Dataset entries:
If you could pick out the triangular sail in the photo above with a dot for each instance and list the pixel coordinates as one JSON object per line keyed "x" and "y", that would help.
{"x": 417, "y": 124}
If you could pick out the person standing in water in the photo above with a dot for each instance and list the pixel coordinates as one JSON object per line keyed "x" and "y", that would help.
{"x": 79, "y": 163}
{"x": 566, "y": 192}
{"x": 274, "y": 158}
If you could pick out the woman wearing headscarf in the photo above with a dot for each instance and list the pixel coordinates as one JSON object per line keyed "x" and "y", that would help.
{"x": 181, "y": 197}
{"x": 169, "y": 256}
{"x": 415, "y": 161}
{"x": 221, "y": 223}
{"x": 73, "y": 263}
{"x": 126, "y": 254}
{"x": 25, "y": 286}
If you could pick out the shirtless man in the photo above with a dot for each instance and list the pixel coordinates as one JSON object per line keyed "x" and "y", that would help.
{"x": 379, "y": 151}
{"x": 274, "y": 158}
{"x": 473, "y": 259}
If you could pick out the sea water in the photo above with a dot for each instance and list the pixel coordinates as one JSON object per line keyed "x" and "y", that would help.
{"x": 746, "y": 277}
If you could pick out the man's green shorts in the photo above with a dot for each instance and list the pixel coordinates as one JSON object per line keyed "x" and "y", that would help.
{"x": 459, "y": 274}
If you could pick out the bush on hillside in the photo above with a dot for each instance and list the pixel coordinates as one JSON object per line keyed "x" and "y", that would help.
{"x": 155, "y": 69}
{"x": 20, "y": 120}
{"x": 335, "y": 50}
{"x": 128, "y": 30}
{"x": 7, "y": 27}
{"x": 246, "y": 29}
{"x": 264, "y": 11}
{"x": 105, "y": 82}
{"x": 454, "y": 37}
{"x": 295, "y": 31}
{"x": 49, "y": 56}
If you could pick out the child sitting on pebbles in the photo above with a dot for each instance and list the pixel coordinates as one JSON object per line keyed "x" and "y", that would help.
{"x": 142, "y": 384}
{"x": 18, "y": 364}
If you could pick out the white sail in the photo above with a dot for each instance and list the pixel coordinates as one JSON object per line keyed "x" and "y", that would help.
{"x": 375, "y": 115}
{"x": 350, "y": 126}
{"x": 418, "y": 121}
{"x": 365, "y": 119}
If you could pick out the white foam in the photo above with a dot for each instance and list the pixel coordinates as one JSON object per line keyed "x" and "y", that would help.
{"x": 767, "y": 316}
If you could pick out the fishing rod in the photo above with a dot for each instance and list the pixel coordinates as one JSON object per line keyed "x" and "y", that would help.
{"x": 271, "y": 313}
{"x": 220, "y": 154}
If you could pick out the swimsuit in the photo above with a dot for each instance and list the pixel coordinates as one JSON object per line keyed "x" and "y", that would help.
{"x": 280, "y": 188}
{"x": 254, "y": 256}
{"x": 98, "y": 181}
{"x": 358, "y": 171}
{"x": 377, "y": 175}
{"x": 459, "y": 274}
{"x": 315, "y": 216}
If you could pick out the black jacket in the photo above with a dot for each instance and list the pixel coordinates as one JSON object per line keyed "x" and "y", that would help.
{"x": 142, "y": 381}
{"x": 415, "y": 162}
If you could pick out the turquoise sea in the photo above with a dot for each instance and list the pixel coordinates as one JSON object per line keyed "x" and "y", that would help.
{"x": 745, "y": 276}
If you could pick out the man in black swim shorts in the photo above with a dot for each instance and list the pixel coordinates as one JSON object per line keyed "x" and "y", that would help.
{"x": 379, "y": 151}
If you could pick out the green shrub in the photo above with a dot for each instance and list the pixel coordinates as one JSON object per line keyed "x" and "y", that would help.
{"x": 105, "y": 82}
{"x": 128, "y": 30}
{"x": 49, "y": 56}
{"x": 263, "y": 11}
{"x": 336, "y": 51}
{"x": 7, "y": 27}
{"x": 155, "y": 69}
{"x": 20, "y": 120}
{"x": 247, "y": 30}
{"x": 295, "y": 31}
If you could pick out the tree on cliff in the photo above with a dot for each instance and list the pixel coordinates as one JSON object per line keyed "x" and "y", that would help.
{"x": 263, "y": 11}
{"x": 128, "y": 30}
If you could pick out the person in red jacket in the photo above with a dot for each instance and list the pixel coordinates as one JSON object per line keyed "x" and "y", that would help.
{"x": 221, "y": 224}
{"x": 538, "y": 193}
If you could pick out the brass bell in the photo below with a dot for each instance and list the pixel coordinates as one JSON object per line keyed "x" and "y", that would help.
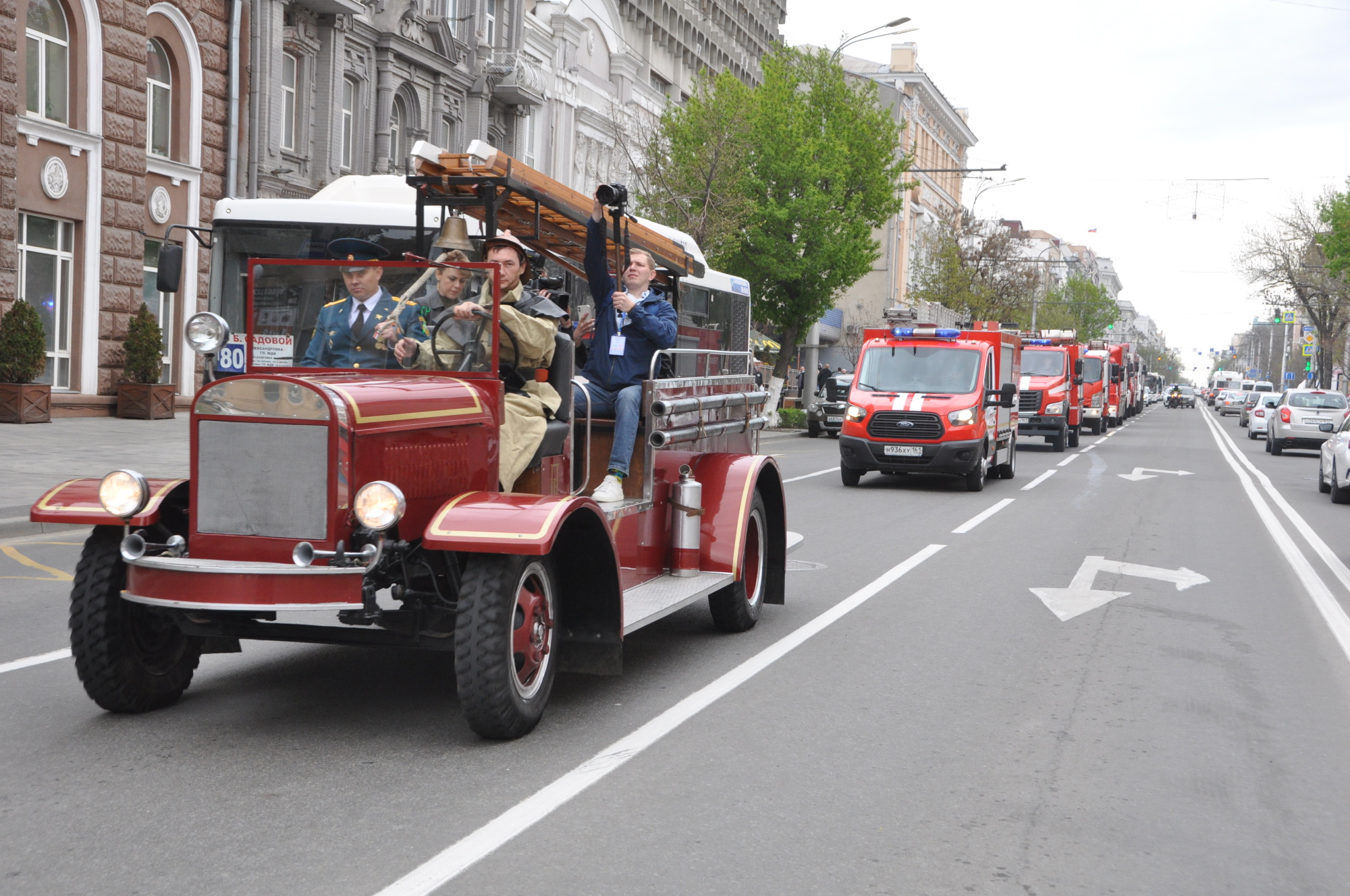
{"x": 454, "y": 234}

● **DIRECTIONS**
Set down the lines of the records above exactly, apart from the pictures.

● **RESPONSE BOX**
If you could pick out the triangular sail in the photo above with a dot for each instance and list the pixel coordinates as one JSON object per line keyed "x" and "y", that would help.
{"x": 417, "y": 124}
If you could pick out the person standing in water in the photo above with a dot for each instance and list the pixel coordinates as one JSON object per line keyed "x" and "y", that would help.
{"x": 79, "y": 163}
{"x": 566, "y": 192}
{"x": 274, "y": 158}
If you could pick out the woman wearing headscarf in the photo above with a dot for each instance and list the pixel coordinates as one JSON object per line keyed "x" and "y", that would help.
{"x": 181, "y": 197}
{"x": 169, "y": 256}
{"x": 415, "y": 161}
{"x": 221, "y": 223}
{"x": 73, "y": 263}
{"x": 126, "y": 254}
{"x": 25, "y": 286}
If you could pick out the shirtless man in the photo above with a dot for each instance and list the pixel coordinates as one JSON object per line keyed "x" and "y", that would help.
{"x": 379, "y": 151}
{"x": 274, "y": 158}
{"x": 473, "y": 259}
If you could pick out the sea water in the photo above with a dot for each instance and list the pixel coordinates as one JSON object per line keyed "x" and "y", that would help.
{"x": 746, "y": 277}
If you could pick out the man's green shorts in the photo above with a dot for each instance and list the pixel coordinates as one JSON object per line keyed "x" and "y", that would help.
{"x": 459, "y": 274}
If you could pick out the bush on hillside in the photo above with a dot for each instance and list the pixel coordinates as one JSON object per line keyed "x" and "y", that would help.
{"x": 155, "y": 69}
{"x": 20, "y": 120}
{"x": 335, "y": 50}
{"x": 128, "y": 30}
{"x": 7, "y": 27}
{"x": 246, "y": 29}
{"x": 264, "y": 11}
{"x": 105, "y": 82}
{"x": 454, "y": 37}
{"x": 295, "y": 31}
{"x": 49, "y": 56}
If you could pick out the child sitting on pebbles in the photo above with a dot for each instance and list the pixel coordinates as one JSON object per line keyed "x" and "y", that would help.
{"x": 142, "y": 384}
{"x": 18, "y": 364}
If you could pick out the white sail in the photo above with a dot for each instance and list the pixel coordinates as one JSON object per line keyed "x" and "y", that would help.
{"x": 375, "y": 115}
{"x": 350, "y": 126}
{"x": 418, "y": 121}
{"x": 365, "y": 119}
If you could pick out the white foam in the photo above with a dot for each instance and list the pixel coordinates as one JSON object per line keyed "x" and "y", that would help.
{"x": 767, "y": 316}
If you could pick out the fishing rod in the photo above with a dot for each instance and list the pixel coordinates as one JSON object per line keyed "x" and "y", that would help.
{"x": 271, "y": 313}
{"x": 220, "y": 154}
If you could pick out the swimsuit in the photo above with a dot for each instance and list the pixel coordinates as one JSON object per line keyed "x" and "y", that would help.
{"x": 280, "y": 188}
{"x": 254, "y": 256}
{"x": 98, "y": 181}
{"x": 358, "y": 171}
{"x": 377, "y": 175}
{"x": 459, "y": 274}
{"x": 315, "y": 216}
If you could pick out the black jacket in the photo above with a dot for each instance and list the pixel coordinates as one JSON object per line keyed "x" and "y", that would help.
{"x": 142, "y": 381}
{"x": 415, "y": 162}
If you could pick out the turquoise sea in the photo above with a dot for each instance and list the pixel coordinates as one JSON object per line keyed "x" and "y", that would help.
{"x": 745, "y": 276}
If you could pick out the man in black swim shorts in the photo above with a dot for each instance and list the pixel coordinates as one JSON object per line keyed "x" and "y", that would help.
{"x": 379, "y": 151}
If you could pick out the green shrub in the photo above with a dot for each instance and list the pixel coordinates as one JSON object per line keyed "x" and "y", that would help.
{"x": 105, "y": 82}
{"x": 128, "y": 30}
{"x": 49, "y": 56}
{"x": 263, "y": 11}
{"x": 336, "y": 51}
{"x": 7, "y": 27}
{"x": 155, "y": 69}
{"x": 20, "y": 120}
{"x": 247, "y": 30}
{"x": 295, "y": 31}
If you could pick out the tree on cliff in the photo above with a dot for each instance and list the pixel coordinates as one JSON object per line keyed "x" and "y", that would help.
{"x": 263, "y": 11}
{"x": 128, "y": 30}
If you could pick out the person in red jacket in the photo above with a dot for each instance and list the pixel coordinates as one JSON object per line keyed "x" and "y", that would help.
{"x": 221, "y": 224}
{"x": 538, "y": 193}
If you could pick out the brass bell in the photo below with a dot for each instance and list the pixel coordinates as one JSON object per line keyed "x" and "y", that would help.
{"x": 454, "y": 234}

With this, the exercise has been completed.